TASK REQUIREMENTS:
Find each line in the two blocks below that contains the word "framed" and copy those lines out in full.

DATA SUPPLIED:
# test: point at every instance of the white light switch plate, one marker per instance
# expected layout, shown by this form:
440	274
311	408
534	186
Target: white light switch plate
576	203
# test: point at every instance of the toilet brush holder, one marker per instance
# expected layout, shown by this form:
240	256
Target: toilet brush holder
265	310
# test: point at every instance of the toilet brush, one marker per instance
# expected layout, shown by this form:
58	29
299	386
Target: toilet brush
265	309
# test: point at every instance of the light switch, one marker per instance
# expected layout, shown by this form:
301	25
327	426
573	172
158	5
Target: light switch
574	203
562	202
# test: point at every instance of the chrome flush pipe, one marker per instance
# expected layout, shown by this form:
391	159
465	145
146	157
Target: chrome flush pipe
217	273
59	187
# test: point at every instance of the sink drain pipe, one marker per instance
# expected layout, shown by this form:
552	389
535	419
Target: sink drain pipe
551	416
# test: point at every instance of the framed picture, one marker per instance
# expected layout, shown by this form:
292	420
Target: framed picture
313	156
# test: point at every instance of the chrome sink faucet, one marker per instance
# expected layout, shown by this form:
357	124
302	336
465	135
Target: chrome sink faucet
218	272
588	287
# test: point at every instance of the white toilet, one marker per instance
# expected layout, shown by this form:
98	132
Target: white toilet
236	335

---

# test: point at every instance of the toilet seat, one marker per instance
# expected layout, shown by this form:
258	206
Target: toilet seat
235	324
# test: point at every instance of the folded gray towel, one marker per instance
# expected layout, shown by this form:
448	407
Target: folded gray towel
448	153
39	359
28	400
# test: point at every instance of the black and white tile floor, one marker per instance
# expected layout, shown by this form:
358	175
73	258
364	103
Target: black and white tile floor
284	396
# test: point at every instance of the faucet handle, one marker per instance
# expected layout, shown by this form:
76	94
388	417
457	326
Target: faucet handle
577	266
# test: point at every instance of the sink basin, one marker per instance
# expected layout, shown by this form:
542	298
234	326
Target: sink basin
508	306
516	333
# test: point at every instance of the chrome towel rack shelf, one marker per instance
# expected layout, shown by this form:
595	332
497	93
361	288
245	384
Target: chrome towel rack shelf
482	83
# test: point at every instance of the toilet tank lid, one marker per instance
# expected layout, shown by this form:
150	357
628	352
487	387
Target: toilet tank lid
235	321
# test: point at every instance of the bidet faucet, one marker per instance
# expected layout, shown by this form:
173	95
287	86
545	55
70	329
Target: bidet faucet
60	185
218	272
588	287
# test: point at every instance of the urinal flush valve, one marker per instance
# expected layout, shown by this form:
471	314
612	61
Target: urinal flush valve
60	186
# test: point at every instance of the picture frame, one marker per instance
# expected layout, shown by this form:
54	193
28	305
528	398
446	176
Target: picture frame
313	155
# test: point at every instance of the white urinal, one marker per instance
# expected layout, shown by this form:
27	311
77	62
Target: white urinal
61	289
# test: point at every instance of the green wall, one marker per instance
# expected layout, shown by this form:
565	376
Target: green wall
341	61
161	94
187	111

THE RESPONSE:
# test: point at every instance of the framed picture, one marker per instance
Target: framed picture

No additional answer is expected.